Rewrite the data from its first line through the line containing "x=70, y=170", inclusive, replacing "wide white sleeve" with "long white sleeve" and changing nothing else. Return only those lines.
※
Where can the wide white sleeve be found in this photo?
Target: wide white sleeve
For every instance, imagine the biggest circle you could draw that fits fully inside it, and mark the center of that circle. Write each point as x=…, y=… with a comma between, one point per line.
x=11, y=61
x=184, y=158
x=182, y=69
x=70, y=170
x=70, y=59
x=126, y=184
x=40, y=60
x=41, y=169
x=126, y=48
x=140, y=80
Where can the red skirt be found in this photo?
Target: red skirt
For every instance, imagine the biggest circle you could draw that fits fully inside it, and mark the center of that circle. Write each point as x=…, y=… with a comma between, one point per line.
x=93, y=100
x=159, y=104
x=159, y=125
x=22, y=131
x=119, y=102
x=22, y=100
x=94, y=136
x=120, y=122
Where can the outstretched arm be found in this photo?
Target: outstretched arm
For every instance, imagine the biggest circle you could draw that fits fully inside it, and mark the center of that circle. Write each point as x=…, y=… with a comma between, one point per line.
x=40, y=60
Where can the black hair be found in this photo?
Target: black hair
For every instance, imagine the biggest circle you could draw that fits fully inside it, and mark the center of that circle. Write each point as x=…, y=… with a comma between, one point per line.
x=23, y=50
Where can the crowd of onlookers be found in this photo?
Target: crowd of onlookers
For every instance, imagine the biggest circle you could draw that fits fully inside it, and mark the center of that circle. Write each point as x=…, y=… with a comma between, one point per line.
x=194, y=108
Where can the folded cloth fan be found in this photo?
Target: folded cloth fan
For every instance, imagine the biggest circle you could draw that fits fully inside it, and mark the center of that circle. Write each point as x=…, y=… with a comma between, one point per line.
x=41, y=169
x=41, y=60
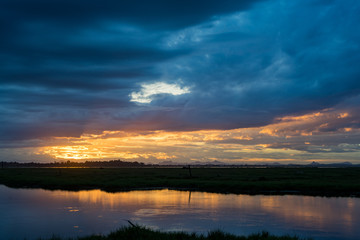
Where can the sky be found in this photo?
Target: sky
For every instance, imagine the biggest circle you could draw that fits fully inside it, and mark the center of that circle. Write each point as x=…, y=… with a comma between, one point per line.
x=251, y=81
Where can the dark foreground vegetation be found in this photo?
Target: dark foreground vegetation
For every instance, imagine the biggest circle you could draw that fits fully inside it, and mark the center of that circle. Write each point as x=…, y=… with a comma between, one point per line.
x=142, y=233
x=302, y=181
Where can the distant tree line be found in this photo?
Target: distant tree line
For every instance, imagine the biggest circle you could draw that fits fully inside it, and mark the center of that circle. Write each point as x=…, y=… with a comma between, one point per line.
x=91, y=164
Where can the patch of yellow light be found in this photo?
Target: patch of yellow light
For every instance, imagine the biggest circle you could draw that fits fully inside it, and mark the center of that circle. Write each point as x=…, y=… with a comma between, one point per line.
x=302, y=117
x=204, y=145
x=344, y=115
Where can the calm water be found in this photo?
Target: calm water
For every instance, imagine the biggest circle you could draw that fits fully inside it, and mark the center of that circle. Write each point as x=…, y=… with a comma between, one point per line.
x=28, y=213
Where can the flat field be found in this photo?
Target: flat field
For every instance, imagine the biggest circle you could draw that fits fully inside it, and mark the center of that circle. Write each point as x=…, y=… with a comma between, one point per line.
x=137, y=232
x=301, y=181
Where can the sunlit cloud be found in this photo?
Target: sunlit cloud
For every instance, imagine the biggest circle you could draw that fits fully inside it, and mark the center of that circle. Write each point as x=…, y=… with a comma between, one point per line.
x=289, y=139
x=149, y=91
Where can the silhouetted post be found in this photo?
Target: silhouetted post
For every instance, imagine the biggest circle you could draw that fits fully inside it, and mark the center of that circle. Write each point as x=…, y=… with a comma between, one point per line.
x=190, y=171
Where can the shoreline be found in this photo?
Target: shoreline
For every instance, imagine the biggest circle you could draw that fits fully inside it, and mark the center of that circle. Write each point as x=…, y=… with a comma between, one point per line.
x=317, y=182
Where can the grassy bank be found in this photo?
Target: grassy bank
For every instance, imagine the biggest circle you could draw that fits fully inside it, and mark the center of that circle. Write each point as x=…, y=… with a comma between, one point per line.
x=306, y=181
x=141, y=233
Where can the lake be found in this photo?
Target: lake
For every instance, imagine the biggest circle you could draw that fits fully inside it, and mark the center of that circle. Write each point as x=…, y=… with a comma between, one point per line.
x=33, y=213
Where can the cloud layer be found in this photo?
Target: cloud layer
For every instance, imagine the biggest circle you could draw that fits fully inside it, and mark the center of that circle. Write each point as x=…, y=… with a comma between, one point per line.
x=71, y=68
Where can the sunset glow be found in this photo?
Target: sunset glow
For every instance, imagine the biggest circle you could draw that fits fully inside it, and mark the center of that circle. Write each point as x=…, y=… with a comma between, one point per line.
x=235, y=82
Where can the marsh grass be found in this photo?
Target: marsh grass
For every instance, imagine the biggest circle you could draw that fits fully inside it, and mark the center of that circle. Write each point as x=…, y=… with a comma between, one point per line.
x=142, y=233
x=305, y=181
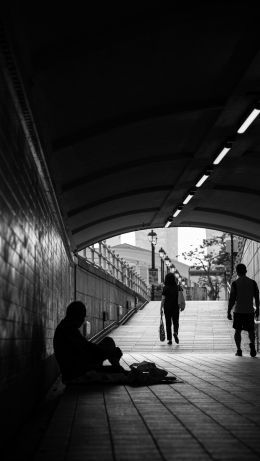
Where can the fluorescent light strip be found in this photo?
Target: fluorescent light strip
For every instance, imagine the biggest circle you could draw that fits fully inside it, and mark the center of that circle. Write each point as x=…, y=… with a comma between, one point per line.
x=187, y=199
x=176, y=213
x=221, y=155
x=202, y=180
x=248, y=121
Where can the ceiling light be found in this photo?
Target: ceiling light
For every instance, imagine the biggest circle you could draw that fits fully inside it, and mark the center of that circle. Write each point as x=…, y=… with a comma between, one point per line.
x=202, y=180
x=222, y=154
x=168, y=222
x=255, y=112
x=175, y=214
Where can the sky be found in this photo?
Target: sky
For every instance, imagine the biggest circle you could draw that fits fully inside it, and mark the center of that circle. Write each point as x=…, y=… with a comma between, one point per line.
x=188, y=239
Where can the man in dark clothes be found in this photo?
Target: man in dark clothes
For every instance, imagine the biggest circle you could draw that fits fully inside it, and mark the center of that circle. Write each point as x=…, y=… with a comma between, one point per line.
x=243, y=292
x=75, y=354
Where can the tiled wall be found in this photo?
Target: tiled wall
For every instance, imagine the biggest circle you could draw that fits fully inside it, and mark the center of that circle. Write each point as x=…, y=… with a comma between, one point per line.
x=251, y=258
x=34, y=275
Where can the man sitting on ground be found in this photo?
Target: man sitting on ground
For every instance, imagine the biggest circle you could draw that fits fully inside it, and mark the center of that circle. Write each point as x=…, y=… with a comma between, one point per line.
x=76, y=355
x=243, y=291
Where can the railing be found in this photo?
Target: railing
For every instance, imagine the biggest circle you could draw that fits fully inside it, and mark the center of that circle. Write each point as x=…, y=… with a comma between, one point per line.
x=102, y=256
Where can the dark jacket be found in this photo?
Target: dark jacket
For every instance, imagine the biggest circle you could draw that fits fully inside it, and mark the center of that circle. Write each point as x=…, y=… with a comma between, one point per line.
x=171, y=298
x=243, y=292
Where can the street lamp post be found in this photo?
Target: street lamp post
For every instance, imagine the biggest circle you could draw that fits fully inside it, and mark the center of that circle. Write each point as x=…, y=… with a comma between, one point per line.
x=152, y=236
x=162, y=256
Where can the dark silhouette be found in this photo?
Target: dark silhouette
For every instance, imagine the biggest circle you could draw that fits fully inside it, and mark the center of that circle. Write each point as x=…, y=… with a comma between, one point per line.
x=243, y=292
x=169, y=305
x=75, y=354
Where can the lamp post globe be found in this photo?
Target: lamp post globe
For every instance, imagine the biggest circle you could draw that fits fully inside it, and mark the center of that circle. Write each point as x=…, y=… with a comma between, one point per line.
x=162, y=254
x=152, y=237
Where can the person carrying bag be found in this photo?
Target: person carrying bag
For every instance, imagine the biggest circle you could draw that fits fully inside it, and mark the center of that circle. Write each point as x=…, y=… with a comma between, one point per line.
x=161, y=329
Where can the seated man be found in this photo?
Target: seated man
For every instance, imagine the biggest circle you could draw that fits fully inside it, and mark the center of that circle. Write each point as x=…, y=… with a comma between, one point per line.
x=75, y=354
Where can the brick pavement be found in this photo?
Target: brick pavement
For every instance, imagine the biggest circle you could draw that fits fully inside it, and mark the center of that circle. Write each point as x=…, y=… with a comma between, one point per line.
x=212, y=414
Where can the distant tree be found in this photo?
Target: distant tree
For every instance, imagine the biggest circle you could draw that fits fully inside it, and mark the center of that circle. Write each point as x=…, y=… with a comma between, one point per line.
x=209, y=257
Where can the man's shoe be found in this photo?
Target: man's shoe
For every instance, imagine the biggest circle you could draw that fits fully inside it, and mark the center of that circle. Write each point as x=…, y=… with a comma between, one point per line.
x=239, y=353
x=252, y=350
x=176, y=338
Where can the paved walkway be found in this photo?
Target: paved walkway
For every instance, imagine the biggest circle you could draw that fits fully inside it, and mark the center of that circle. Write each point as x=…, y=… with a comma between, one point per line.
x=212, y=413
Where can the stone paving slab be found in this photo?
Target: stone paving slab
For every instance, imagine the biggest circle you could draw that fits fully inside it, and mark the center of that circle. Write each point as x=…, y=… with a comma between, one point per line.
x=213, y=414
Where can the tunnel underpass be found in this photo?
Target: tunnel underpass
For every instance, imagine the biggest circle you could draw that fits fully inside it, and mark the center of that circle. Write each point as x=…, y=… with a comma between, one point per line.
x=115, y=120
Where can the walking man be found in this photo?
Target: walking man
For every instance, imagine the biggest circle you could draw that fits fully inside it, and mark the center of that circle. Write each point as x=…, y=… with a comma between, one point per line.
x=243, y=292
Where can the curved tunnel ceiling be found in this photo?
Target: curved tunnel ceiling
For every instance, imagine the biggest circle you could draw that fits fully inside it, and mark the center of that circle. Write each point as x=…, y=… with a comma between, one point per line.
x=133, y=106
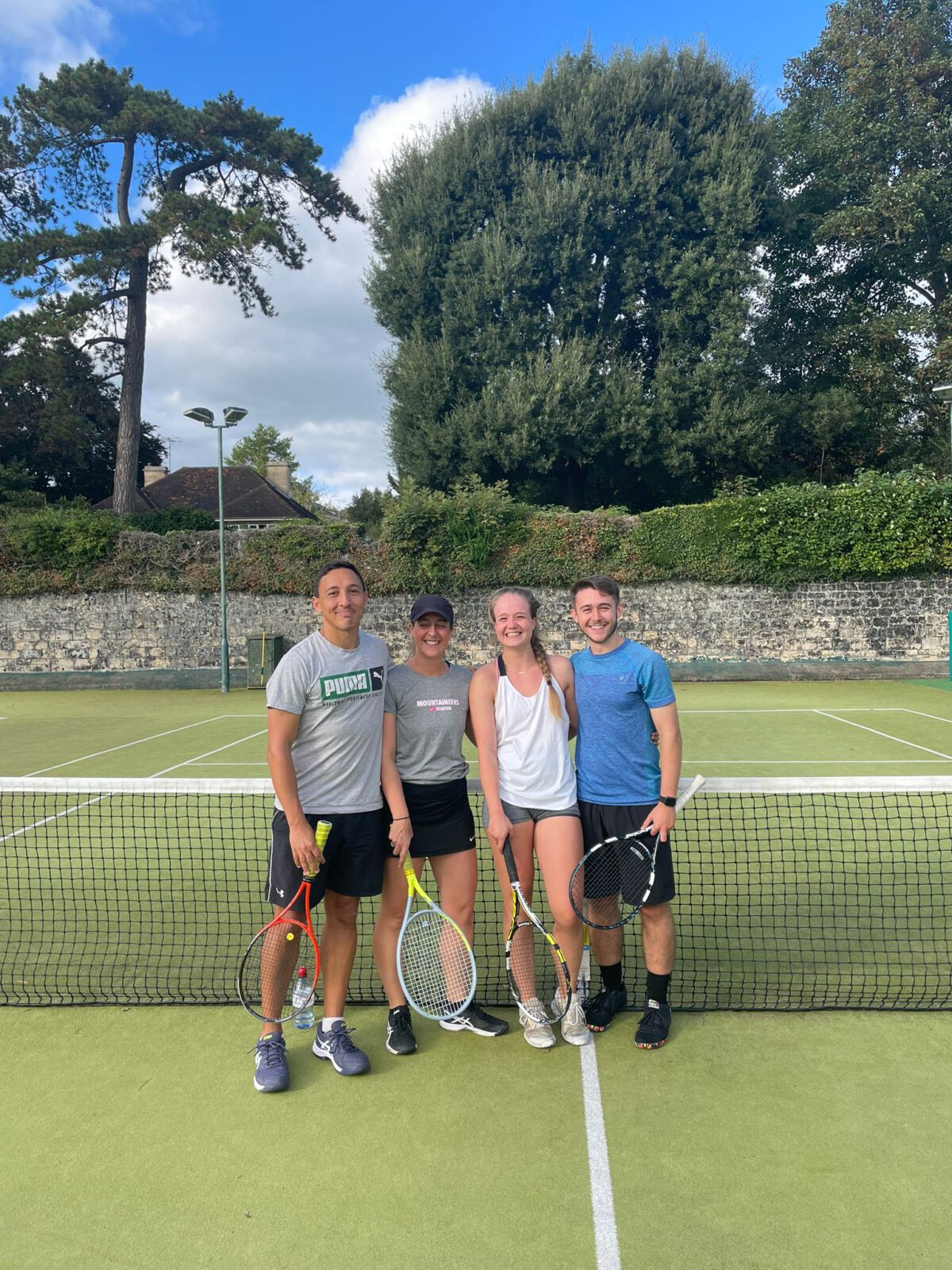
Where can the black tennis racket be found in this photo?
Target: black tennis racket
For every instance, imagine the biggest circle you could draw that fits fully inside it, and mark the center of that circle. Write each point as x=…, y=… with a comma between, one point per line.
x=535, y=964
x=613, y=880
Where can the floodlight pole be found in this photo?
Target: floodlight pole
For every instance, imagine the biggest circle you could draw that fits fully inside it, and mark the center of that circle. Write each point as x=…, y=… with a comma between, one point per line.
x=945, y=394
x=232, y=416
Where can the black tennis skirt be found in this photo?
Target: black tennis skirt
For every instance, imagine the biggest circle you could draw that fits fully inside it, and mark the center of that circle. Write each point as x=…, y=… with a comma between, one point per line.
x=441, y=817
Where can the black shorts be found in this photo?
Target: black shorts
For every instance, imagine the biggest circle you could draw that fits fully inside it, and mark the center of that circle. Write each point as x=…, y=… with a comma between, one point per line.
x=353, y=857
x=441, y=817
x=601, y=822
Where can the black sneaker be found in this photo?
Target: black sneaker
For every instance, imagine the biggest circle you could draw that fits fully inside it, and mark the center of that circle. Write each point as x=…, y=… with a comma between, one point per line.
x=473, y=1019
x=272, y=1073
x=400, y=1033
x=654, y=1026
x=602, y=1009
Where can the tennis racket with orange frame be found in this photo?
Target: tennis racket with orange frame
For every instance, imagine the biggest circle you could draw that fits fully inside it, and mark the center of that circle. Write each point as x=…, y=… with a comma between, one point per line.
x=285, y=944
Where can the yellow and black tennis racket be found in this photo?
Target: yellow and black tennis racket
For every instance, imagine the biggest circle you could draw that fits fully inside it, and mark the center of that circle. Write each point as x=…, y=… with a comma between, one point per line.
x=281, y=945
x=435, y=960
x=535, y=964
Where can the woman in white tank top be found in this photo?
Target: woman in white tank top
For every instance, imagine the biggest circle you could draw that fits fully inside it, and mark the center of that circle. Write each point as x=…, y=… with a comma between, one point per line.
x=524, y=709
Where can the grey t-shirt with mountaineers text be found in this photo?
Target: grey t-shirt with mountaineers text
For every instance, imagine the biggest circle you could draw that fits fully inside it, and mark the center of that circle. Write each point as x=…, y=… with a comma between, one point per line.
x=431, y=714
x=338, y=692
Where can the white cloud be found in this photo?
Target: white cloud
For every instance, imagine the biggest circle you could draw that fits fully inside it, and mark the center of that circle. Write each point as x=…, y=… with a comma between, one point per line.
x=40, y=35
x=310, y=370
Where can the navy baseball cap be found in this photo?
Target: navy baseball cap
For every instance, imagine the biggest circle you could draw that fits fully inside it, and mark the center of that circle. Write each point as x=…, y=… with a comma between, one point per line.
x=432, y=605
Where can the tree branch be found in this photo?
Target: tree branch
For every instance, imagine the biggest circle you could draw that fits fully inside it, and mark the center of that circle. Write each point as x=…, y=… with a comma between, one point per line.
※
### Response to this task
Where can the long white sleeve be found in this photo?
Target: long white sleeve
For every instance, imagine the biggest circle you could draw that fits fully inside it, and mark the center of that circle. Write each point as x=…, y=… with a comma between, one point per line.
x=11, y=61
x=184, y=158
x=182, y=69
x=70, y=170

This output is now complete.